Excerpt to read -
· · · ·
NaNoWriMo is well underway. It has been for twelve days, and the participants should be somewhere around 20,000 words written, if they’re on track. Many aren’t and that’s okay.

I wasn’t going to participate in NaNoWriMo this year because I’ve simply had too much on my plate and I need a break. I switched The Boy from home school back to mainstream high school, then discovered I still have to babysit him, plus he has his learners permit and I have to take him driving. Getting The Girl to choose a college, then change her mind twice was fun. She finally started school and got hit by a car. She’ll recover, but her injuries make attending even some of her classes hard so Hubby and I are helping her out. He drives her and carries her backpack to the classes she absolutely can’t miss, and I’m now playing teacher for The Girl instead of (mostly) The Boy for the classes she’s missing. It’s like a horror novel.

On a related note, I’ve taken up reading horror in my spare time (AKA long bubble baths). I didn’t like it before, but now… If I can survive a teenage boy, what’s a little death and carnage? Bah.

Oh, and we’re moving Hubby’s parents from the large house they’ve lived in for 40 years to a small apartment in a retirement village. Everything we pack has a memory and a story that must be relived at that precise moment before I can put it in a box. This will take forever.

And then NaNo came around again. I seriously have no time. Except, courtesy of stress and time constraints, for the past year I haven’t been writing much. I used to be able to sit down and knock out 1000 words in an hour or so and 5000+/day wasn’t anything worth celebrating. But I haven’t been writing 5000 words/day; most days I don’t write anything. I should have finished my work in progress by the beginning of the year. It’s November and I’m maybe 2/3 of the way through.
· · · ·
To do -
A. From the NaNoWriMo post, extract the text between "NaNoWriMo is well" and "and that’s okay.", inclusive.
B. According to the NaNoWriMo post, why will packing up the parents' house take forever?

Provided information -
· · · ·
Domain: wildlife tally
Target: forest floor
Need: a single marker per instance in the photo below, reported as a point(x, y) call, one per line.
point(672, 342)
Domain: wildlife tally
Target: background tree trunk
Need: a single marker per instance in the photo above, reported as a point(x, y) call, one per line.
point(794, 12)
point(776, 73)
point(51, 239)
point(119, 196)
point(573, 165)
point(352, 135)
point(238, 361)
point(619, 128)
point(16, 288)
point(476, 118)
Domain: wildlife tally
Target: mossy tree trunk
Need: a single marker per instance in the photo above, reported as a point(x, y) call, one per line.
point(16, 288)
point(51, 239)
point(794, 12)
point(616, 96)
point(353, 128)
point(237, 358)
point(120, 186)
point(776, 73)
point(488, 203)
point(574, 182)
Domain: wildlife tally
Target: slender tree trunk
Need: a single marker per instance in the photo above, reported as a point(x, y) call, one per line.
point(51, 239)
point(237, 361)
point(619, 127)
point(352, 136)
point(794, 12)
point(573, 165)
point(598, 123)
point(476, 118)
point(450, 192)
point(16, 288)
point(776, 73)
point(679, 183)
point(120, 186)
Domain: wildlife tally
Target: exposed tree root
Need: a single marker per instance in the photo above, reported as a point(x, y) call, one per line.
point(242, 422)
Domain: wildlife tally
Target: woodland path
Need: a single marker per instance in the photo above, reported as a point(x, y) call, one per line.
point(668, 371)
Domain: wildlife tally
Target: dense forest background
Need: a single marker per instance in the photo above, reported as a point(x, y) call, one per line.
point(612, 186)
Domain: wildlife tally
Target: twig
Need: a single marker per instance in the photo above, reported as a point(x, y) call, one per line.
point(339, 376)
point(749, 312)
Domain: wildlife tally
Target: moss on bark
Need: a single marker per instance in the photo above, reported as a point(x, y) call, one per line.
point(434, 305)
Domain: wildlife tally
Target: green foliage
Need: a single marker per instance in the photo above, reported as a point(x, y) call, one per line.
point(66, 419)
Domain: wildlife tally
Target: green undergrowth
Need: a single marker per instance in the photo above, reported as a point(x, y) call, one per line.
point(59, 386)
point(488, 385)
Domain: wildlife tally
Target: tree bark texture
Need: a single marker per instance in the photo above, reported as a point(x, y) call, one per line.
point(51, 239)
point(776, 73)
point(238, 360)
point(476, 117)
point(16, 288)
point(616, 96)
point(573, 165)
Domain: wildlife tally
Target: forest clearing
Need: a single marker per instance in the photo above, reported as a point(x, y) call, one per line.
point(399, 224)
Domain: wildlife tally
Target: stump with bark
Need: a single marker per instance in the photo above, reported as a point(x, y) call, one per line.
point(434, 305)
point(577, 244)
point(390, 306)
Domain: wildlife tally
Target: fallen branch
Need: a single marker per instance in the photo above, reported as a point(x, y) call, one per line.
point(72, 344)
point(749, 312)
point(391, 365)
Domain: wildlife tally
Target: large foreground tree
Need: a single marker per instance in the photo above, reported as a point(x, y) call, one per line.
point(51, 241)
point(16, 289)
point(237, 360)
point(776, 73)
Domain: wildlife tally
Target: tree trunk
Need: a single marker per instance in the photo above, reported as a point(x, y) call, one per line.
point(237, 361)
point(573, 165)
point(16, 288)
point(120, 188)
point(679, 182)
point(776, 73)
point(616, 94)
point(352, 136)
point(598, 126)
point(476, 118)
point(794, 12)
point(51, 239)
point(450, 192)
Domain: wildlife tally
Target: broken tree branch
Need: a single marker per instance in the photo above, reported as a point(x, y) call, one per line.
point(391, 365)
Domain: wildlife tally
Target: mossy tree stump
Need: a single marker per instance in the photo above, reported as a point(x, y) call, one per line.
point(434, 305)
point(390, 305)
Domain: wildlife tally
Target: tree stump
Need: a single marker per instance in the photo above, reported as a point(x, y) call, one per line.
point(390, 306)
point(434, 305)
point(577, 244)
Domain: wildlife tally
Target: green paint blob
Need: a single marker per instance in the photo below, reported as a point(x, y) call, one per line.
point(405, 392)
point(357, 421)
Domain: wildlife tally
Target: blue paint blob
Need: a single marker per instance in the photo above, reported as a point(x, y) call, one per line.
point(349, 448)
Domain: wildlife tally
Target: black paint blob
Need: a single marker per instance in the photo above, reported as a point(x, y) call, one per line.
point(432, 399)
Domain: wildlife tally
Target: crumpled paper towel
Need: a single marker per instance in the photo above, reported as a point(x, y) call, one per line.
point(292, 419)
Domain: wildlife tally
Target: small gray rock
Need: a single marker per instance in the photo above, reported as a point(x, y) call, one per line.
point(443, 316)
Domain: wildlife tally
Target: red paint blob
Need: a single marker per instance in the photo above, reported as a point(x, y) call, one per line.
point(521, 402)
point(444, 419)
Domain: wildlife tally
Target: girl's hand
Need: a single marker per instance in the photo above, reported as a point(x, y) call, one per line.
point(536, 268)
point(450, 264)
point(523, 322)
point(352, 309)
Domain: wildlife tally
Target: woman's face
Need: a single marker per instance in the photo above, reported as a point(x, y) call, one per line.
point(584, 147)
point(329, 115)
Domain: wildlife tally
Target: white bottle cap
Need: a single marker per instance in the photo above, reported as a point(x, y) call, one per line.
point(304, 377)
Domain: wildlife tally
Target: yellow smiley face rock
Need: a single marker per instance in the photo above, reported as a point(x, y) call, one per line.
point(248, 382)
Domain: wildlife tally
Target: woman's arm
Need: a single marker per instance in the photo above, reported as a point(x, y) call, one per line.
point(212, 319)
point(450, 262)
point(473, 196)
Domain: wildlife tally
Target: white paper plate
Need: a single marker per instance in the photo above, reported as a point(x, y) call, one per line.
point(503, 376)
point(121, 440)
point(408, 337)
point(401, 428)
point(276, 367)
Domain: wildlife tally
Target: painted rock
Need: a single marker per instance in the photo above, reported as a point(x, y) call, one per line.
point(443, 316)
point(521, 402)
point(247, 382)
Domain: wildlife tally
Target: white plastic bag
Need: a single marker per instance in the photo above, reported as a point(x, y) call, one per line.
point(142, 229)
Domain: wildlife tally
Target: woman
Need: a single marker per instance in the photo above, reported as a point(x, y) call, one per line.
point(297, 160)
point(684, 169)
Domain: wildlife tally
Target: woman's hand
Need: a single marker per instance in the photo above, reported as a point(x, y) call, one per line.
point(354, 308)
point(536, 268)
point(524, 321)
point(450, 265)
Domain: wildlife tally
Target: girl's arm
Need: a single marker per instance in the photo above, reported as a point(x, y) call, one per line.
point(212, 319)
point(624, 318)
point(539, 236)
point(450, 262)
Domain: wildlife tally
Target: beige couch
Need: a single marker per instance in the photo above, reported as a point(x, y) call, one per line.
· · · ·
Answers by task -
A.
NaNoWriMo is well underway. It has been for twelve days, and the participants should be somewhere around 20,000 words written, if they’re on track. Many aren’t and that’s okay.

B. Everything they pack has a memory and a story attached to it. That story must be relived at that precise moment before the item can go in a box.